[WRITTEN TASK A] Copy out word for word the records, starting at the line with "Expected: one point per instance of the green" and going through the last line of the records.

When it comes to figuring out how much you’ll pay to the IRS, it helps to understand the difference between marginal and effective tax rates. Marginal tax rate is the rate of tax imposed and is based on your income. Your effective tax rate is the percentage of your income you actually pay in taxes.

Knowing how to calculate marginal vs. effective tax rate can give you perspective on how much you’re paying in taxes. You can also use the comparison between the two to look for opportunities to maximize tax savings.

Marginal vs Effective Tax Rate: What’s the Difference?

Comparing effective vs. marginal tax rate can be a useful way to see what you’re paying in taxes compared to how you’re being taxed. In terms of the key differences, here are some of the most important things to know when assessing marginal tax rate vs. effective tax rate.

•   Purpose. Marginal tax rates determine the tax rate that you’re subject to, based on your income. Your effective tax rate reflects the percentage of income you pay in taxes.

•   Calculation. Your marginal tax rate is calculated by applying the appropriate tax rate to each level of income you have. Effective tax rates are calculated by dividing your tax liability by your taxable income.

•   Range. Marginal tax rates range from 10% to 37%. There is no upper or lower limit for effective tax rates; they’re typically lower than marginal tax rates.

[WRITTEN TASK B] Does each statement below agree with the passage on marginal and effective tax rates? Answer yes or no for each, quoting the words of the passage that decide it. (i) Marginal tax rates range from 10% to 37%. (ii) Effective tax rates are found by dividing your tax liability by your total gross income. (iii) Effective tax rates are typically higher than marginal tax rates.

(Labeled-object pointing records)
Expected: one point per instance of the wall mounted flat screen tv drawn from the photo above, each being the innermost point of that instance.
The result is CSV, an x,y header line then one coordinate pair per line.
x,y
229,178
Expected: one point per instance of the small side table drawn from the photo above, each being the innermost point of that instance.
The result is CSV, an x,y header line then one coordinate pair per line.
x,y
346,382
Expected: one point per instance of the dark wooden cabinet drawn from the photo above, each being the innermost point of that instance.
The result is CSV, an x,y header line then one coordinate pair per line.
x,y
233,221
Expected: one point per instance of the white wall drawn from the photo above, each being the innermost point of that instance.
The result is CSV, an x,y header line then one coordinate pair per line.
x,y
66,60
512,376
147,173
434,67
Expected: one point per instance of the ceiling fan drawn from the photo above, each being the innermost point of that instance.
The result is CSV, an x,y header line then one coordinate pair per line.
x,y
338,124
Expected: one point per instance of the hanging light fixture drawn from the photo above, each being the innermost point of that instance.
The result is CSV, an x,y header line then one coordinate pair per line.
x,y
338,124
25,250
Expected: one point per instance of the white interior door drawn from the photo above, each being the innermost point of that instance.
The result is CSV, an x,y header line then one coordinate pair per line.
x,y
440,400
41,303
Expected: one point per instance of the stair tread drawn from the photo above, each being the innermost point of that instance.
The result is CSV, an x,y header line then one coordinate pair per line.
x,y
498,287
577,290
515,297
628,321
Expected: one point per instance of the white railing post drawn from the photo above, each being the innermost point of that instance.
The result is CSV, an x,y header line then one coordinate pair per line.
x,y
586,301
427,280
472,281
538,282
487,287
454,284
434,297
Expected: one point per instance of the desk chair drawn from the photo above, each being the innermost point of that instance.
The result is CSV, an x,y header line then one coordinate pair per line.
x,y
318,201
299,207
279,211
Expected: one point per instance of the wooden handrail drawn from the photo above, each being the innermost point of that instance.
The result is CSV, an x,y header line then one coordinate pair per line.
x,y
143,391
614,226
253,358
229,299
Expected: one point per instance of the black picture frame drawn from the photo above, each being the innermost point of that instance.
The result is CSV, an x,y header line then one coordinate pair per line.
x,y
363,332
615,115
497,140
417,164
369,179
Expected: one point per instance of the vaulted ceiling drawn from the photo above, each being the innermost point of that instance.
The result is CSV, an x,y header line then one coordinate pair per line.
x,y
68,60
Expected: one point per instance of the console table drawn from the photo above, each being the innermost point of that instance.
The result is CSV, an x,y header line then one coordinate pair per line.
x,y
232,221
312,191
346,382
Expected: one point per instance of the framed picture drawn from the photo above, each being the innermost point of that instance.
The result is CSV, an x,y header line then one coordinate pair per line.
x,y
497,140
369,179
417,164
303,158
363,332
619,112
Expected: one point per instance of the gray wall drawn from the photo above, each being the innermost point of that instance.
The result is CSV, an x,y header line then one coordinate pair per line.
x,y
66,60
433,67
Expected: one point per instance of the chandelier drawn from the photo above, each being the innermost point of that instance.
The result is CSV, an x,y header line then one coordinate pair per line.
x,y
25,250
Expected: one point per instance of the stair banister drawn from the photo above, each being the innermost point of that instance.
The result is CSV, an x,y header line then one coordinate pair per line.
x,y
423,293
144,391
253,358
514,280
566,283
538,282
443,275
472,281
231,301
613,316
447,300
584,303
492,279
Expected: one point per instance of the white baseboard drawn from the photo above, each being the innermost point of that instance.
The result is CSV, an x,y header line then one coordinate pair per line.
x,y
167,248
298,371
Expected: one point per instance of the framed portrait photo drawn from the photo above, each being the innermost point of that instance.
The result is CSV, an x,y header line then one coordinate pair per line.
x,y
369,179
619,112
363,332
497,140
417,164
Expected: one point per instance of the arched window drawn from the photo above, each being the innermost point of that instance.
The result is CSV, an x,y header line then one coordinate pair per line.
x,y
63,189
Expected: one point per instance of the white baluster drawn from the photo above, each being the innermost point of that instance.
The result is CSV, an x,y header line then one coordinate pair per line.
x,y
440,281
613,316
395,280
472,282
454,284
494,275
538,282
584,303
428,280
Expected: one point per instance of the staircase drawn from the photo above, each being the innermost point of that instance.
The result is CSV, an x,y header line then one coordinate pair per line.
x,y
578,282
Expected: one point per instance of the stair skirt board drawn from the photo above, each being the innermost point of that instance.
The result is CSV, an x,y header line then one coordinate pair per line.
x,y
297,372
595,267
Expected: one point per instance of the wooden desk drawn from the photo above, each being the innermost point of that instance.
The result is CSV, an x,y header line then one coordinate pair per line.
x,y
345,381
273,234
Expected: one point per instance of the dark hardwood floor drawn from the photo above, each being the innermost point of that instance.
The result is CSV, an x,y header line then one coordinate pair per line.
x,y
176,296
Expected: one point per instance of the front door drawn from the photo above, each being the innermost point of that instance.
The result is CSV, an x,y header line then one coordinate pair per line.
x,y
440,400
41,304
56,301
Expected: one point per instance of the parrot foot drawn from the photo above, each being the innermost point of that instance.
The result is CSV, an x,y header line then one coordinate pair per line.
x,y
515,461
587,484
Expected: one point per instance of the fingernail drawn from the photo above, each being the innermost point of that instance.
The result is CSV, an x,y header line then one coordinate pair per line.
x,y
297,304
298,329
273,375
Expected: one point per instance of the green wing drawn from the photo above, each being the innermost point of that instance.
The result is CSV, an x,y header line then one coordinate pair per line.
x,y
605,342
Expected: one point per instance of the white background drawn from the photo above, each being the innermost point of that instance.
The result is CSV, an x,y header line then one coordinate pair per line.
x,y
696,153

[EXERCISE RESPONSE A]
Expected: one point per instance of the green wing drawn from the photo above, each being the innermost point of that instance.
The result is CSV, an x,y header line then one coordinate pair per line.
x,y
605,342
Expected: one point per instance of the white background drawn from the photo above, each being the innermost point of that instance.
The result is CSV, an x,y header line then one coordinate pair per line.
x,y
696,153

[EXERCISE RESPONSE B]
(i) Yes: "Marginal tax rates range from 10% to 37%."
(ii) No: "Effective tax rates are calculated by dividing your tax liability by your taxable income."
(iii) No: "they’re typically lower than marginal tax rates."